**STATED EXERCISE**
Lay out every line of the data below as a two-column Markdown table headed Row and Data line, numbering the rows in order and omitting blank lines.

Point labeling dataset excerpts
------------------------------------------------------------
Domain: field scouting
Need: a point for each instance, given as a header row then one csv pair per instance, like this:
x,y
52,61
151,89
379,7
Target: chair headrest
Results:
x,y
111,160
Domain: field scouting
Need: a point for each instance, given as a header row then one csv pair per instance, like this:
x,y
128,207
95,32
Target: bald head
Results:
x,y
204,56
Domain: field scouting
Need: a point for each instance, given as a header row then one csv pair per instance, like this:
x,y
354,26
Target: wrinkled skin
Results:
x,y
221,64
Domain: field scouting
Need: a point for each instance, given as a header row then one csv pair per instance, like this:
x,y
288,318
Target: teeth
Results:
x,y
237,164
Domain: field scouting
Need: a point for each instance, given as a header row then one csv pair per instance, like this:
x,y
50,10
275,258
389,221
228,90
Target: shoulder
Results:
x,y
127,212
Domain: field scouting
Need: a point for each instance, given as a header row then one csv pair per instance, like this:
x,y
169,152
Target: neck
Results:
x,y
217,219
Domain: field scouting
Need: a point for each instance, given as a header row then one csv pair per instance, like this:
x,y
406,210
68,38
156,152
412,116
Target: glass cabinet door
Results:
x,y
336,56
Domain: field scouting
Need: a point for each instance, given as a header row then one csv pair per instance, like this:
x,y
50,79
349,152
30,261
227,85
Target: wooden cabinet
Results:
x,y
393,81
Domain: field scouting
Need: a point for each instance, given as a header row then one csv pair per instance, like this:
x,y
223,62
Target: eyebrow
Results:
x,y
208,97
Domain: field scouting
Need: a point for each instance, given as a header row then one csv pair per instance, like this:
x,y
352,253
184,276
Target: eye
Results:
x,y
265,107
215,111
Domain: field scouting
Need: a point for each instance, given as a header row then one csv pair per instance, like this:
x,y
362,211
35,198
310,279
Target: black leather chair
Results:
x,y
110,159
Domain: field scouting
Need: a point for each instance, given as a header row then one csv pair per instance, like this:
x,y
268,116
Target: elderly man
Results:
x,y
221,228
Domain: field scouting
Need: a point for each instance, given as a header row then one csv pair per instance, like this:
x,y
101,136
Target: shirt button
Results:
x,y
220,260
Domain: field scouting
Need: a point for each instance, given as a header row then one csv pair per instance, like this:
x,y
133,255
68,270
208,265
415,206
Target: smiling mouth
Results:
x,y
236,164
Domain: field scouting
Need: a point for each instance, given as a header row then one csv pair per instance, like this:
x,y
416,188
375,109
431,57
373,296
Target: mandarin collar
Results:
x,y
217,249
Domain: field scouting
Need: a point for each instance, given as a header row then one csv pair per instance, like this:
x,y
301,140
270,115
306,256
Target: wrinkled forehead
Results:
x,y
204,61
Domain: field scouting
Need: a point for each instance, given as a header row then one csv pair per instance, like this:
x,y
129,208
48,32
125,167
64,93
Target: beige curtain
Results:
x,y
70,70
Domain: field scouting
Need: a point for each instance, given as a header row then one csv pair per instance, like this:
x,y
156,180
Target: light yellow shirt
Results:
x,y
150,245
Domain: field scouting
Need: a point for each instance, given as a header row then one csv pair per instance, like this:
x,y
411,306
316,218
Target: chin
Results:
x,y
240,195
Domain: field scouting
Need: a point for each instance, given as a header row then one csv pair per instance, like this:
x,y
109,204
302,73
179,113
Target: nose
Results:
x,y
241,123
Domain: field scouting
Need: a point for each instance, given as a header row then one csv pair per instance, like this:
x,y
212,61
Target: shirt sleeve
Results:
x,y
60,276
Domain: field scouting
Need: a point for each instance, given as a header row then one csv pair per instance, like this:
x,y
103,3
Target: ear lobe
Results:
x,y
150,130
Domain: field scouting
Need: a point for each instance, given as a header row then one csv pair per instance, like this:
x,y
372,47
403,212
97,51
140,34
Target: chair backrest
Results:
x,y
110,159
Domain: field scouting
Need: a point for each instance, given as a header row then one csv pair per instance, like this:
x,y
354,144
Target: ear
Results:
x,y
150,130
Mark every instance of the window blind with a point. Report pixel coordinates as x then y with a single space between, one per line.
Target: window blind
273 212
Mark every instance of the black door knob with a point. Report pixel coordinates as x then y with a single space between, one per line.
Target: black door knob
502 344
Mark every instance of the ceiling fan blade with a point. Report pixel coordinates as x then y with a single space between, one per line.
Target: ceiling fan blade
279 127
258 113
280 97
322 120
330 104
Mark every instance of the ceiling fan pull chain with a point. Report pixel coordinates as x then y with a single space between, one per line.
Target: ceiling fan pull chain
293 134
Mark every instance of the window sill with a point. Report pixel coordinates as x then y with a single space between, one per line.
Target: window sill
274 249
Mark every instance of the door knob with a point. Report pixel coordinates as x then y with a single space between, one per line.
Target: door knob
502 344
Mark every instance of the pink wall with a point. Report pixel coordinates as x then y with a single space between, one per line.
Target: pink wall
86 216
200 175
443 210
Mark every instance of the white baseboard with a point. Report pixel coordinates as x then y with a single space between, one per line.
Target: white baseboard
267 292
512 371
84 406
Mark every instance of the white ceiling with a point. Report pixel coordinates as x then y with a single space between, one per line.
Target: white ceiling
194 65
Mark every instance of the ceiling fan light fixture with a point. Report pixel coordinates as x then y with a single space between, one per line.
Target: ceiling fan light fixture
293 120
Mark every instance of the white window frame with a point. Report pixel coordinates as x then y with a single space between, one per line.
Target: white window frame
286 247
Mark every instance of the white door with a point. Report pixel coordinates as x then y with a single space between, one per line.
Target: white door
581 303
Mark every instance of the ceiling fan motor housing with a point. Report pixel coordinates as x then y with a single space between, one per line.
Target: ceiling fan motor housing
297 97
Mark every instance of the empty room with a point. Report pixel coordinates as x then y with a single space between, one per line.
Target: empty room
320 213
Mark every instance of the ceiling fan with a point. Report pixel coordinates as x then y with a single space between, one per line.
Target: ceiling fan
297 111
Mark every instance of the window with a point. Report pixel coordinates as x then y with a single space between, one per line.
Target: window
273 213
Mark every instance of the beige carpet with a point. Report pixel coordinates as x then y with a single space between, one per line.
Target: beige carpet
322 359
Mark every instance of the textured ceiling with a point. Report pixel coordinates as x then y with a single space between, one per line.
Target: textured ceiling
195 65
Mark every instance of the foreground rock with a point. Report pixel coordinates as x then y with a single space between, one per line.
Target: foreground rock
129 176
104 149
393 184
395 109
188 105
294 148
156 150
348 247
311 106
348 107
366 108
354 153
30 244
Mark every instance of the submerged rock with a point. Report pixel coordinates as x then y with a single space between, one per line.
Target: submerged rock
------------------------------------------------------------
**FULL SOLUTION**
| Row | Data line |
|---|---|
| 1 | Domain: field scouting |
| 2 | Need: a point for each instance, given as a header row then one csv pair per instance, like this: |
| 3 | x,y |
| 4 | 52,61 |
| 5 | 151,89 |
| 6 | 379,7 |
| 7 | Target: chair headrest |
| 8 | Results: |
| 9 | x,y |
| 10 | 111,160 |
| 11 | Domain: field scouting |
| 12 | Need: a point for each instance, given as a header row then one csv pair per instance, like this: |
| 13 | x,y |
| 14 | 128,207 |
| 15 | 95,32 |
| 16 | Target: bald head |
| 17 | Results: |
| 18 | x,y |
| 19 | 204,56 |
| 20 | Domain: field scouting |
| 21 | Need: a point for each instance, given as a header row then one csv pair per instance, like this: |
| 22 | x,y |
| 23 | 354,26 |
| 24 | Target: wrinkled skin |
| 25 | Results: |
| 26 | x,y |
| 27 | 221,64 |
| 28 | Domain: field scouting |
| 29 | Need: a point for each instance, given as a header row then one csv pair per instance, like this: |
| 30 | x,y |
| 31 | 288,318 |
| 32 | Target: teeth |
| 33 | Results: |
| 34 | x,y |
| 35 | 237,164 |
| 36 | Domain: field scouting |
| 37 | Need: a point for each instance, given as a header row then one csv pair per instance, like this: |
| 38 | x,y |
| 39 | 50,10 |
| 40 | 275,258 |
| 41 | 389,221 |
| 42 | 228,90 |
| 43 | Target: shoulder |
| 44 | Results: |
| 45 | x,y |
| 46 | 127,212 |
| 47 | Domain: field scouting |
| 48 | Need: a point for each instance, given as a header row then one csv pair per instance, like this: |
| 49 | x,y |
| 50 | 169,152 |
| 51 | Target: neck |
| 52 | Results: |
| 53 | x,y |
| 54 | 217,219 |
| 55 | Domain: field scouting |
| 56 | Need: a point for each instance, given as a header row then one csv pair per instance, like this: |
| 57 | x,y |
| 58 | 406,210 |
| 59 | 68,38 |
| 60 | 156,152 |
| 61 | 412,116 |
| 62 | Target: glass cabinet door |
| 63 | Results: |
| 64 | x,y |
| 65 | 336,56 |
| 66 | Domain: field scouting |
| 67 | Need: a point for each instance, given as a header row then one csv pair per instance, like this: |
| 68 | x,y |
| 69 | 50,79 |
| 70 | 349,152 |
| 71 | 30,261 |
| 72 | 227,85 |
| 73 | Target: wooden cabinet |
| 74 | Results: |
| 75 | x,y |
| 76 | 393,81 |
| 77 | Domain: field scouting |
| 78 | Need: a point for each instance, given as a header row then one csv pair per instance, like this: |
| 79 | x,y |
| 80 | 223,62 |
| 81 | Target: eyebrow |
| 82 | Results: |
| 83 | x,y |
| 84 | 208,97 |
| 85 | Domain: field scouting |
| 86 | Need: a point for each instance, given as a header row then one csv pair per instance, like this: |
| 87 | x,y |
| 88 | 352,253 |
| 89 | 184,276 |
| 90 | Target: eye |
| 91 | Results: |
| 92 | x,y |
| 93 | 265,107 |
| 94 | 215,111 |
| 95 | Domain: field scouting |
| 96 | Need: a point for each instance, given as a header row then one csv pair per instance, like this: |
| 97 | x,y |
| 98 | 362,211 |
| 99 | 35,198 |
| 100 | 310,279 |
| 101 | Target: black leather chair |
| 102 | Results: |
| 103 | x,y |
| 104 | 110,159 |
| 105 | Domain: field scouting |
| 106 | Need: a point for each instance, given as a header row then one csv pair per instance, like this: |
| 107 | x,y |
| 108 | 268,116 |
| 109 | Target: elderly man |
| 110 | Results: |
| 111 | x,y |
| 112 | 221,228 |
| 113 | Domain: field scouting |
| 114 | Need: a point for each instance, given as a header row then one csv pair per instance, like this: |
| 115 | x,y |
| 116 | 101,136 |
| 117 | Target: shirt button |
| 118 | Results: |
| 119 | x,y |
| 120 | 220,260 |
| 121 | Domain: field scouting |
| 122 | Need: a point for each instance, given as a header row then one csv pair per instance, like this: |
| 123 | x,y |
| 124 | 133,255 |
| 125 | 68,270 |
| 126 | 208,265 |
| 127 | 415,206 |
| 128 | Target: smiling mouth |
| 129 | Results: |
| 130 | x,y |
| 131 | 236,164 |
| 132 | Domain: field scouting |
| 133 | Need: a point for each instance, given as a header row then one csv pair per instance, like this: |
| 134 | x,y |
| 135 | 416,188 |
| 136 | 375,109 |
| 137 | 431,57 |
| 138 | 373,296 |
| 139 | Target: mandarin collar |
| 140 | Results: |
| 141 | x,y |
| 142 | 217,249 |
| 143 | Domain: field scouting |
| 144 | Need: a point for each instance, given as a header row then one csv pair per instance, like this: |
| 145 | x,y |
| 146 | 301,140 |
| 147 | 270,115 |
| 148 | 306,256 |
| 149 | Target: wrinkled forehead |
| 150 | Results: |
| 151 | x,y |
| 152 | 204,61 |
| 153 | Domain: field scouting |
| 154 | Need: a point for each instance, given as a header row then one csv pair per instance, like this: |
| 155 | x,y |
| 156 | 129,208 |
| 157 | 48,32 |
| 158 | 125,167 |
| 159 | 64,93 |
| 160 | Target: beige curtain |
| 161 | Results: |
| 162 | x,y |
| 163 | 70,70 |
| 164 | Domain: field scouting |
| 165 | Need: a point for each instance, given as a header row then one csv pair per instance, like this: |
| 166 | x,y |
| 167 | 156,180 |
| 168 | Target: light yellow shirt |
| 169 | Results: |
| 170 | x,y |
| 171 | 150,245 |
| 172 | Domain: field scouting |
| 173 | Need: a point for each instance, given as a header row then one csv pair per instance, like this: |
| 174 | x,y |
| 175 | 411,306 |
| 176 | 316,218 |
| 177 | Target: chin |
| 178 | Results: |
| 179 | x,y |
| 180 | 240,195 |
| 181 | Domain: field scouting |
| 182 | Need: a point for each instance, given as a header row then one csv pair per instance, like this: |
| 183 | x,y |
| 184 | 109,204 |
| 185 | 302,73 |
| 186 | 179,113 |
| 187 | Target: nose |
| 188 | Results: |
| 189 | x,y |
| 190 | 241,123 |
| 191 | Domain: field scouting |
| 192 | Need: a point for each instance, given as a header row then one csv pair per instance, like this: |
| 193 | x,y |
| 194 | 212,61 |
| 195 | Target: shirt sleeve |
| 196 | Results: |
| 197 | x,y |
| 198 | 60,276 |
| 199 | Domain: field scouting |
| 200 | Need: a point for each instance, given as a header row then one csv pair per instance, like this: |
| 201 | x,y |
| 202 | 103,3 |
| 203 | Target: ear lobe |
| 204 | Results: |
| 205 | x,y |
| 206 | 150,130 |
| 207 | Domain: field scouting |
| 208 | Need: a point for each instance, given as a header row then one csv pair per instance, like this: |
| 209 | x,y |
| 210 | 372,47 |
| 211 | 403,212 |
| 212 | 97,51 |
| 213 | 140,34 |
| 214 | Target: chair backrest |
| 215 | Results: |
| 216 | x,y |
| 217 | 110,159 |
| 218 | Domain: field scouting |
| 219 | Need: a point for each instance, given as a header row then one csv pair per instance, like this: |
| 220 | x,y |
| 221 | 354,144 |
| 222 | Target: ear |
| 223 | Results: |
| 224 | x,y |
| 225 | 150,130 |
| 226 | Mark every instance of the window blind with a point. Report pixel coordinates as x then y with a single space between, one per line. |
| 227 | Target: window blind |
| 228 | 273 212 |
| 229 | Mark every instance of the black door knob with a point. Report pixel coordinates as x then y with a single space between, one per line. |
| 230 | Target: black door knob |
| 231 | 502 344 |
| 232 | Mark every instance of the ceiling fan blade with a point. Report pixel coordinates as x then y with a single space between, one per line. |
| 233 | Target: ceiling fan blade |
| 234 | 279 127 |
| 235 | 258 113 |
| 236 | 280 97 |
| 237 | 322 120 |
| 238 | 330 104 |
| 239 | Mark every instance of the ceiling fan pull chain with a point. Report pixel coordinates as x then y with a single space between, one per line. |
| 240 | Target: ceiling fan pull chain |
| 241 | 293 134 |
| 242 | Mark every instance of the window sill with a point. Report pixel coordinates as x then y with a single space between, one per line. |
| 243 | Target: window sill |
| 244 | 274 249 |
| 245 | Mark every instance of the door knob with a point. Report pixel coordinates as x then y with a single space between, one per line. |
| 246 | Target: door knob |
| 247 | 502 344 |
| 248 | Mark every instance of the pink wall with a point. Report pixel coordinates as x then y with a single space between, one per line. |
| 249 | Target: pink wall |
| 250 | 86 216 |
| 251 | 200 175 |
| 252 | 443 210 |
| 253 | Mark every instance of the white baseboard with a point. Report pixel coordinates as x then y with a single space between, one per line. |
| 254 | Target: white baseboard |
| 255 | 267 292 |
| 256 | 512 371 |
| 257 | 84 406 |
| 258 | Mark every instance of the white ceiling with a point. Report pixel coordinates as x then y with a single space between, one per line. |
| 259 | Target: white ceiling |
| 260 | 194 65 |
| 261 | Mark every instance of the ceiling fan light fixture with a point. Report pixel coordinates as x then y with a single space between, one per line. |
| 262 | Target: ceiling fan light fixture |
| 263 | 293 120 |
| 264 | Mark every instance of the white window frame with a point. Report pixel coordinates as x then y with a single space between, one per line. |
| 265 | Target: white window frame |
| 266 | 286 247 |
| 267 | Mark every instance of the white door with a point. Report pixel coordinates as x then y with a single space between, one per line. |
| 268 | Target: white door |
| 269 | 581 303 |
| 270 | Mark every instance of the ceiling fan motor housing with a point. Report pixel coordinates as x then y with a single space between, one per line. |
| 271 | Target: ceiling fan motor housing |
| 272 | 297 97 |
| 273 | Mark every instance of the empty room with a point. Report pixel coordinates as x then y with a single space between, one per line. |
| 274 | Target: empty room |
| 275 | 320 213 |
| 276 | Mark every instance of the ceiling fan with a point. Report pixel coordinates as x then y with a single space between, one per line. |
| 277 | Target: ceiling fan |
| 278 | 297 111 |
| 279 | Mark every instance of the window with a point. Report pixel coordinates as x then y with a single space between, one per line. |
| 280 | Target: window |
| 281 | 273 213 |
| 282 | Mark every instance of the beige carpet with a point. Report pixel coordinates as x then y with a single space between, one per line. |
| 283 | Target: beige carpet |
| 284 | 322 359 |
| 285 | Mark every instance of the textured ceiling with a point. Report pixel coordinates as x then y with a single space between, one per line. |
| 286 | Target: textured ceiling |
| 287 | 195 65 |
| 288 | Mark every instance of the foreground rock with a point. Report pixel coordinates as x then y with a single space between, one per line. |
| 289 | Target: foreground rock |
| 290 | 129 176 |
| 291 | 104 149 |
| 292 | 393 184 |
| 293 | 395 109 |
| 294 | 188 105 |
| 295 | 294 148 |
| 296 | 156 150 |
| 297 | 348 247 |
| 298 | 311 106 |
| 299 | 348 107 |
| 300 | 366 108 |
| 301 | 354 153 |
| 302 | 30 244 |
| 303 | Mark every instance of the submerged rock with a point. Report pixel coordinates as x then y with a single space between, one per line. |
| 304 | Target: submerged rock |